--- Challenge ---
Reproduce every line of the listing below, requests included, offsetting each coordinate in the answers by adding 16 to it. Leave the pictures out of your answer.

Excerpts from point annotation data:
%%

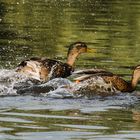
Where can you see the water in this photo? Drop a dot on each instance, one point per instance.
(45, 28)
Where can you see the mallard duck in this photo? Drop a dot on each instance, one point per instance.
(44, 69)
(103, 82)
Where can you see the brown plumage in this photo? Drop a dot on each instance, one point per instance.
(109, 82)
(44, 69)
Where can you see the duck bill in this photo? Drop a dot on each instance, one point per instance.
(89, 50)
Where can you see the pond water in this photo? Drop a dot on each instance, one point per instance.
(45, 28)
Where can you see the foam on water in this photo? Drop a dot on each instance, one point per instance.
(12, 83)
(8, 80)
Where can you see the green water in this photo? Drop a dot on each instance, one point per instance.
(45, 28)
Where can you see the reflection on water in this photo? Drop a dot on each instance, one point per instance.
(45, 28)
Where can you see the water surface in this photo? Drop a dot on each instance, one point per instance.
(45, 28)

%%

--- Output ---
Where can you see the water in this photo? Drop a dot on each instance, one point per instance.
(61, 44)
Where can you see the mallard duck in this photo? Drop a dot on each instance, one point per instance.
(60, 85)
(119, 98)
Where can you see the brown plumage in this photo? Drop a dot on each instance, one point per instance.
(125, 98)
(60, 85)
Where can you see the duck bill in this photo? Drop a dot on each instance, one point per instance.
(105, 66)
Where can you see the pond water in this photo? Drop a dot on each instance, one point per instance.
(61, 44)
Where can you see the foam on water in this photo? Drop a dot on each instance, one point per instance.
(28, 99)
(24, 96)
Where can you see the green water in this photo? Drop a dot on each instance, one point per instance.
(61, 44)
Where can you see the reflection on water in this photo? Drop a dot on each instance, one point per instance.
(61, 44)
Where can you see the water surface in this photo? Drop a dot on each instance, one point per instance.
(61, 44)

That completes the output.